▶ TASK GOAL:
Pull out every line from the records below that contains the word "neck", and treat uppercase and lowercase as different.
BEGIN STORED DATA
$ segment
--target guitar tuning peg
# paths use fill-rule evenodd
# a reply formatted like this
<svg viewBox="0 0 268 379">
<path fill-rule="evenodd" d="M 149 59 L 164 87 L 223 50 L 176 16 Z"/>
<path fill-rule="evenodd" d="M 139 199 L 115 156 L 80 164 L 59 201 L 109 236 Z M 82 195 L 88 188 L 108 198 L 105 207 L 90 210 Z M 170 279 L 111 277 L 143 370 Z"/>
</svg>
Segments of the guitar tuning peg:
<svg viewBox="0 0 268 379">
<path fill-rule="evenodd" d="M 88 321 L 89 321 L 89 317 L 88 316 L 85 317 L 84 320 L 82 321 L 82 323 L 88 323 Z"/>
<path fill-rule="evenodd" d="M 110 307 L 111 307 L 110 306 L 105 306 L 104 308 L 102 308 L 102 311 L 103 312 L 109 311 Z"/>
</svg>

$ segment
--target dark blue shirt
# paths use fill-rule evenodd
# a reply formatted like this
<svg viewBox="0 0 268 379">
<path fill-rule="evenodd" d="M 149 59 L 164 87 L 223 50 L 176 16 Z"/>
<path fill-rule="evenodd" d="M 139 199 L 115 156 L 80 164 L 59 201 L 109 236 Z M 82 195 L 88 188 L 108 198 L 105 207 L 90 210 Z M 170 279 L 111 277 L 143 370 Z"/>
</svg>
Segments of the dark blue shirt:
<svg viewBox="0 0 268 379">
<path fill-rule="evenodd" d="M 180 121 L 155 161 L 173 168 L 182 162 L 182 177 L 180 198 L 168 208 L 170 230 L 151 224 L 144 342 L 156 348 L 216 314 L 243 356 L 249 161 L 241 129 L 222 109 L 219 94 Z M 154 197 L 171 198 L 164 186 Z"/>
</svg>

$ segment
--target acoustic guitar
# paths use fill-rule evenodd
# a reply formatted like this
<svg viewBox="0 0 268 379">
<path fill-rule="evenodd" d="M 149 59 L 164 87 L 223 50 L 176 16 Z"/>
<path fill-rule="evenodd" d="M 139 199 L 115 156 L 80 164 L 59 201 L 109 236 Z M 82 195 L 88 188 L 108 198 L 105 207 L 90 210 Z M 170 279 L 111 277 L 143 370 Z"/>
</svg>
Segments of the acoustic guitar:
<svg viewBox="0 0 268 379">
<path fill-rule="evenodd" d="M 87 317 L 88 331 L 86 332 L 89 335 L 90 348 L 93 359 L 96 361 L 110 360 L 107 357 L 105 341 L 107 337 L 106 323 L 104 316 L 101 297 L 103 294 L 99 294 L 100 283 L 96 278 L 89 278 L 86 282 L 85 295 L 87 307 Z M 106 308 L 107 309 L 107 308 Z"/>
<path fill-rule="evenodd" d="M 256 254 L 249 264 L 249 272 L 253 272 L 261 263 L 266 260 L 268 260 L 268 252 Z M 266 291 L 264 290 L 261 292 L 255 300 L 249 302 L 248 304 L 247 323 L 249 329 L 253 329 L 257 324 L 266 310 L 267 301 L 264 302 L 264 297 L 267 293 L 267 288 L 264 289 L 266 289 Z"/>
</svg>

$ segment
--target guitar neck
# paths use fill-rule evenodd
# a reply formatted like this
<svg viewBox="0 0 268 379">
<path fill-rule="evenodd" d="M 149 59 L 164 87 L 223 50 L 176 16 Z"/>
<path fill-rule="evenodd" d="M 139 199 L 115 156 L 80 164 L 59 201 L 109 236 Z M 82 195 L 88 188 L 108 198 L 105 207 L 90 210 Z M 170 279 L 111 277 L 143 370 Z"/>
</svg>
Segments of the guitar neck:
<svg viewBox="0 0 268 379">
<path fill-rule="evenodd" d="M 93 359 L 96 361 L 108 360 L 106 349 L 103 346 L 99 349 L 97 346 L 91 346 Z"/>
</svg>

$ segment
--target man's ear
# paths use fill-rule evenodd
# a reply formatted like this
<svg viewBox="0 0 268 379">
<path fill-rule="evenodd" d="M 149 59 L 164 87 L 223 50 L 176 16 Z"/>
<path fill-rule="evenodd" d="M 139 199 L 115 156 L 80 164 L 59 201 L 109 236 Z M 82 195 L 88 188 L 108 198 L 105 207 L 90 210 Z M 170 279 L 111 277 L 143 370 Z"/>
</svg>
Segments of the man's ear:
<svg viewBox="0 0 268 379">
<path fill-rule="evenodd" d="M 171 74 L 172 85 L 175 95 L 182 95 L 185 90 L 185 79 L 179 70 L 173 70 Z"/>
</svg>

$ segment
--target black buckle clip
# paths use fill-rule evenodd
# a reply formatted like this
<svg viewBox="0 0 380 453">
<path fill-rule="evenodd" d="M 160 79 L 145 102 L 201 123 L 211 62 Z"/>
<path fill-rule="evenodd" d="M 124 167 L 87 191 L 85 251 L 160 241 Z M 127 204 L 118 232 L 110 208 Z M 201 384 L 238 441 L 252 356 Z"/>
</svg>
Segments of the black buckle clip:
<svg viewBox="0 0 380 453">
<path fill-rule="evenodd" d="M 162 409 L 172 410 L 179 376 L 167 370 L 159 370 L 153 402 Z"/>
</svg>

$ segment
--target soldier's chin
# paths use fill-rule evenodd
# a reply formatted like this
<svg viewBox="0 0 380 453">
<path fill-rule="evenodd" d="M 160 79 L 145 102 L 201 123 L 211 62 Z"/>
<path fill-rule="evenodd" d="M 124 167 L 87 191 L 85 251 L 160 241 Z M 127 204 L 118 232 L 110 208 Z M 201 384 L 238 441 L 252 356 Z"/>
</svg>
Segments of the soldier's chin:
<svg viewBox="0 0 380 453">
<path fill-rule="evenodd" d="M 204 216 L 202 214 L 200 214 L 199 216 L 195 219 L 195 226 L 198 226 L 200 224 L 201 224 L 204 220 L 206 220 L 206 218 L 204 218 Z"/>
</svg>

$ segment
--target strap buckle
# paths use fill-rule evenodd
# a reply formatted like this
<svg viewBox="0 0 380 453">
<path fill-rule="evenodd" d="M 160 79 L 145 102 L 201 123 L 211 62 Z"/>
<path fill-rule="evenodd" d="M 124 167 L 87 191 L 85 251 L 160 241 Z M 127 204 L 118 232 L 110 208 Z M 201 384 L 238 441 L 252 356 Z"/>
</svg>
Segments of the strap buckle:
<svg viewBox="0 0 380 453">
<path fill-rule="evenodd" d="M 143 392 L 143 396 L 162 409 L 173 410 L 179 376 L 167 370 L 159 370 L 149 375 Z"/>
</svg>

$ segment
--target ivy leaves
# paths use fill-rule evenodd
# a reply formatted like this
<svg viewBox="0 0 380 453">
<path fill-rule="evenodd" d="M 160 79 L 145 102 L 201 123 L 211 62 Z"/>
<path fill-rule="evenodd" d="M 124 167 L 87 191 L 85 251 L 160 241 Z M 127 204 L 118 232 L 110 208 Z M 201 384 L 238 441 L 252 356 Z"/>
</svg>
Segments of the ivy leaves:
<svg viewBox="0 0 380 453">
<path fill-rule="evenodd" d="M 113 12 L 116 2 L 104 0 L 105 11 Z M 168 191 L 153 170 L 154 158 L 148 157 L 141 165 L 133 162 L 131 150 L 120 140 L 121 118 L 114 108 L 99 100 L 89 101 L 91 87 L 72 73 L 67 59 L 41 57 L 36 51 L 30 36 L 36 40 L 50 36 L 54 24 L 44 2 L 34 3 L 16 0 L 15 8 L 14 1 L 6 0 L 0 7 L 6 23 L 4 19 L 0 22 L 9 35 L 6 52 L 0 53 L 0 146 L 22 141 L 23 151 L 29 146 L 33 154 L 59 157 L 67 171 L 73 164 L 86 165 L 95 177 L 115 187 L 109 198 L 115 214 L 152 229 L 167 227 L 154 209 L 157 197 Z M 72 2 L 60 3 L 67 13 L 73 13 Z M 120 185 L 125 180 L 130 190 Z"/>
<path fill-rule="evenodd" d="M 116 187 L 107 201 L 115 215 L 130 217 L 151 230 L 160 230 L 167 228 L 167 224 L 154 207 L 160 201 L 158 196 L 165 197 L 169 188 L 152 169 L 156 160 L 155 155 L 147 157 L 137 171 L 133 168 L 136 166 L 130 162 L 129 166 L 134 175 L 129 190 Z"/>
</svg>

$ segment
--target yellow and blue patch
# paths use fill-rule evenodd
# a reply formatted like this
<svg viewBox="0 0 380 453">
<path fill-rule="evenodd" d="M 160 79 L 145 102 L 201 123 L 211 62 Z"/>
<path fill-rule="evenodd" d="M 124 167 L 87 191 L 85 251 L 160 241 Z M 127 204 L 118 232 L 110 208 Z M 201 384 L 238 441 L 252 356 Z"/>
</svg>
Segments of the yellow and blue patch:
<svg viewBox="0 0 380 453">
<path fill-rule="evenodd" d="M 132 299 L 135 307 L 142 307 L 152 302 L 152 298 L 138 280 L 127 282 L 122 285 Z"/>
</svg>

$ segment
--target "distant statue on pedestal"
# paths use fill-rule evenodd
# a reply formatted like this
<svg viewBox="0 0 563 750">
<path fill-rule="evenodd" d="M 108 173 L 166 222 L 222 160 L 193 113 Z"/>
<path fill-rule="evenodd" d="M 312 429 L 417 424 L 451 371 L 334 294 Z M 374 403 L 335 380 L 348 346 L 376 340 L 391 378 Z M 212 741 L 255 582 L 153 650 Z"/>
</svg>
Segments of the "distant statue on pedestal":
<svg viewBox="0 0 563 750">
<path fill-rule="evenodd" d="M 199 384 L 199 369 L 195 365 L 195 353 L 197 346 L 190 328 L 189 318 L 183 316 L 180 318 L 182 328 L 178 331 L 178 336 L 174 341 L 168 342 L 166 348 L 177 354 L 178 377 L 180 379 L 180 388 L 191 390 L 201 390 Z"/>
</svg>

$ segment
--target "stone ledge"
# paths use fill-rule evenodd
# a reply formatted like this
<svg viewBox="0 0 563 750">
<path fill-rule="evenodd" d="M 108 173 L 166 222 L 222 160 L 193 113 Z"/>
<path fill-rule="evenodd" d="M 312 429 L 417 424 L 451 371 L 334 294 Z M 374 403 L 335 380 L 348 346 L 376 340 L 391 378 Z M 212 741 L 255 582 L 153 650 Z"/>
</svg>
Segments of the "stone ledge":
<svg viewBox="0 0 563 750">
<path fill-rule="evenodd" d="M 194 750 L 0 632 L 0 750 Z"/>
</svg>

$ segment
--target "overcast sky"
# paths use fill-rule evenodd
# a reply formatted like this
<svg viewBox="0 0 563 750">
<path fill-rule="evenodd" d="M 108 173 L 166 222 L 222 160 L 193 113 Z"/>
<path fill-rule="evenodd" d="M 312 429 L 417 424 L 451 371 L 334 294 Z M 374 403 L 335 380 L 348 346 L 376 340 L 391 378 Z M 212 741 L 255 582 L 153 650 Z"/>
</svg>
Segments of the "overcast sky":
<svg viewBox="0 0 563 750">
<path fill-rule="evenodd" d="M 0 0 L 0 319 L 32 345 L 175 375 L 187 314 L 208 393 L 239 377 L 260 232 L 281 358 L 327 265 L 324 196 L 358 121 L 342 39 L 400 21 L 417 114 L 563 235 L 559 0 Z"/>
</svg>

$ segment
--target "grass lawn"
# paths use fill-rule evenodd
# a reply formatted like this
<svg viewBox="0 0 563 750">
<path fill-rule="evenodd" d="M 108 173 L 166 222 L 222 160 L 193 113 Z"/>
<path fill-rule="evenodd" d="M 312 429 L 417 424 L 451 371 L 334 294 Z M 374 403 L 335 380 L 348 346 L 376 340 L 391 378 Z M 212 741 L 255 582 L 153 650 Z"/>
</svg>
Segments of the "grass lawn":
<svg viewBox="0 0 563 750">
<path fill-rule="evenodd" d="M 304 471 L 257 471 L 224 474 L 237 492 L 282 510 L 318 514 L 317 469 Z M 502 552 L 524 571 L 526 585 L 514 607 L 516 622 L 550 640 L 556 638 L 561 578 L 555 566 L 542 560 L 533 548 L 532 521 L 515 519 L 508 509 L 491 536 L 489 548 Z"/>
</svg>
END STORED DATA
▶ OUTPUT FOR THIS EXERCISE:
--target guitar neck
Segments of the guitar neck:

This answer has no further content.